» **Source**
Was an adequate discount given for other factors?
[21] Ms Harford points to a report by Dr Hemopo and says that it shows her previous physical and sexual abuse from a young age through to her subsequent emotional and physical abuse by her former partner were contributing factors to the offending. Mr Davey submits that it was not open to the Judge to do other than accept the report because it was not challenged.
[22] Ms Harford is in her early 60s. The Judge felt that this was not a situation where a person’s background of abuse could be said fairly to be a contributing factor to her offending. He was sceptical about a report which was largely repeating what Ms Harford herself had said. It was open to the Judge to evaluate the report against the evidence of the offending and the nature of the report.
[23] I agree with the Judge’s approach. It would have been different if this were the first instance of dishonest offending, if it were relevantly proximate to abusive experiences and if there was direct linking by a mental health professional of the two. None of this applies here. Instead, there is a history of dishonest offending over many years, with the latest offending being a clear abuse of trust by a woman of mature age.
[24] It is said by Mr Davey that only now for the first time is the appellant being counselled and that this is a positive event which should be encouraged. It might be
that it is a positive event. But it is not, at this stage in the history of Ms Harford’s
offending, something worthy of a discrete discount.
[25] Ms Harford submits that she should have been given a discount of more than
10 per cent for her pleas of guilty. I would agree if the disputed facts hearing had been resolved largely in her favour. A discount for a plea of guilty is given for practical reasons, as well as acknowledging the taking of responsibility by the offender for the offending. I accept that at the time that Ms Harford pleaded guilty to the offences for which she was eventually sentenced, a discount of 20 per cent was available to her. However, the disputed facts hearing, with its outcome, demonstrated that Ms Harford was not taking responsibility for her offending and most of the practical considerations, including sparing witnesses the ordeal of giving evidence, were negated.

» **Data listing**
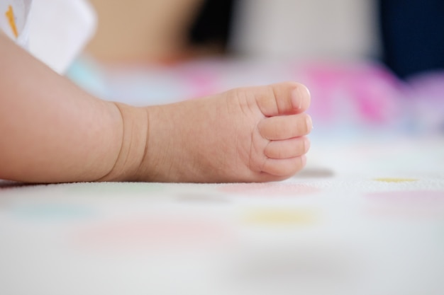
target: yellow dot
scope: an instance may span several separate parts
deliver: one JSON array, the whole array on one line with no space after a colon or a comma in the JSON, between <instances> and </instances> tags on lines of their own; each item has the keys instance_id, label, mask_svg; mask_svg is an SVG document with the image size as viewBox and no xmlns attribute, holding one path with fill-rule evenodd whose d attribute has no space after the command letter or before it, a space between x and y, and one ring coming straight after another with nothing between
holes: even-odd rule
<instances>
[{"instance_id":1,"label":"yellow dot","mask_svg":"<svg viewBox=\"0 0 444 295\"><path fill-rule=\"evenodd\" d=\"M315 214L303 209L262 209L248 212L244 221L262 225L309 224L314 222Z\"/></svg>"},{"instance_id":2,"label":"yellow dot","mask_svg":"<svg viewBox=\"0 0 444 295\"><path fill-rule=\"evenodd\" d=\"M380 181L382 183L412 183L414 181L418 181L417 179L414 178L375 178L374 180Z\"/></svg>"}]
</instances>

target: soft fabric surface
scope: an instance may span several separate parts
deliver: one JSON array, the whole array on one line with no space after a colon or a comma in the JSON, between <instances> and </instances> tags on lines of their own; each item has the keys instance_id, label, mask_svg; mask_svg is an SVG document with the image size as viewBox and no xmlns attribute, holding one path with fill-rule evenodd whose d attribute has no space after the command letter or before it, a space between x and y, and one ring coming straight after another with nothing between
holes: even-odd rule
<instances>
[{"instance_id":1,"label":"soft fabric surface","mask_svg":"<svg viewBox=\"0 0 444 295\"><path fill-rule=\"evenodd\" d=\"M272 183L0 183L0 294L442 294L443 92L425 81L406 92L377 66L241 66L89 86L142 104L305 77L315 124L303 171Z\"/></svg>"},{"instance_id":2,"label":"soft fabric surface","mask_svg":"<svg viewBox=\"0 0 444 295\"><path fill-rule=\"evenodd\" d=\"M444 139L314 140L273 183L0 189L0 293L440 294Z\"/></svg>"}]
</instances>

» **Short task A**
Reproduce the part of the passage on sentencing discounts starting with "[23] I agree" and going on through "a discrete discount.".
» **Short task B**
Give the lines of both entries again with "even-odd rule" swapped for "nonzero rule" and everything else unchanged. Leave out the pictures.
The entries have no connection to the passage on sentencing discounts.

» **Full answer A**
[23] I agree with the Judge’s approach. It would have been different if this were the first instance of dishonest offending, if it were relevantly proximate to abusive experiences and if there was direct linking by a mental health professional of the two. None of this applies here. Instead, there is a history of dishonest offending over many years, with the latest offending being a clear abuse of trust by a woman of mature age.
[24] It is said by Mr Davey that only now for the first time is the appellant being counselled and that this is a positive event which should be encouraged. It might be
that it is a positive event. But it is not, at this stage in the history of Ms Harford’s
offending, something worthy of a discrete discount.

» **Full answer B**
target: yellow dot
scope: an instance may span several separate parts
deliver: one JSON array, the whole array on one line with no space after a colon or a comma in the JSON, between <instances> and </instances> tags on lines of their own; each item has the keys instance_id, label, mask_svg; mask_svg is an SVG document with the image size as viewBox and no xmlns attribute, holding one path with fill-rule evenodd whose d attribute has no space after the command letter or before it, a space between x and y, and one ring coming straight after another with nothing between
holes: nonzero rule
<instances>
[{"instance_id":1,"label":"yellow dot","mask_svg":"<svg viewBox=\"0 0 444 295\"><path fill-rule=\"evenodd\" d=\"M315 214L303 209L262 209L248 212L244 221L262 225L309 224L314 222Z\"/></svg>"},{"instance_id":2,"label":"yellow dot","mask_svg":"<svg viewBox=\"0 0 444 295\"><path fill-rule=\"evenodd\" d=\"M380 181L382 183L412 183L414 181L418 181L417 179L414 178L375 178L374 180Z\"/></svg>"}]
</instances>

target: soft fabric surface
scope: an instance may span several separate parts
deliver: one JSON array, the whole array on one line with no space after a colon or a comma in the JSON, between <instances> and </instances> tags on lines of their own; each item has the keys instance_id, label, mask_svg; mask_svg is an SVG document with the image size as viewBox and no xmlns attribute, holding one path with fill-rule evenodd whose d attribute has no space after the command letter or before it, a space between x and y, and one ring coming straight after another with nothing between
holes: nonzero rule
<instances>
[{"instance_id":1,"label":"soft fabric surface","mask_svg":"<svg viewBox=\"0 0 444 295\"><path fill-rule=\"evenodd\" d=\"M272 183L0 183L0 294L442 294L443 92L425 81L406 92L377 66L241 66L89 86L142 104L305 77L315 124L303 171Z\"/></svg>"},{"instance_id":2,"label":"soft fabric surface","mask_svg":"<svg viewBox=\"0 0 444 295\"><path fill-rule=\"evenodd\" d=\"M444 139L314 140L273 183L0 189L0 293L440 294Z\"/></svg>"}]
</instances>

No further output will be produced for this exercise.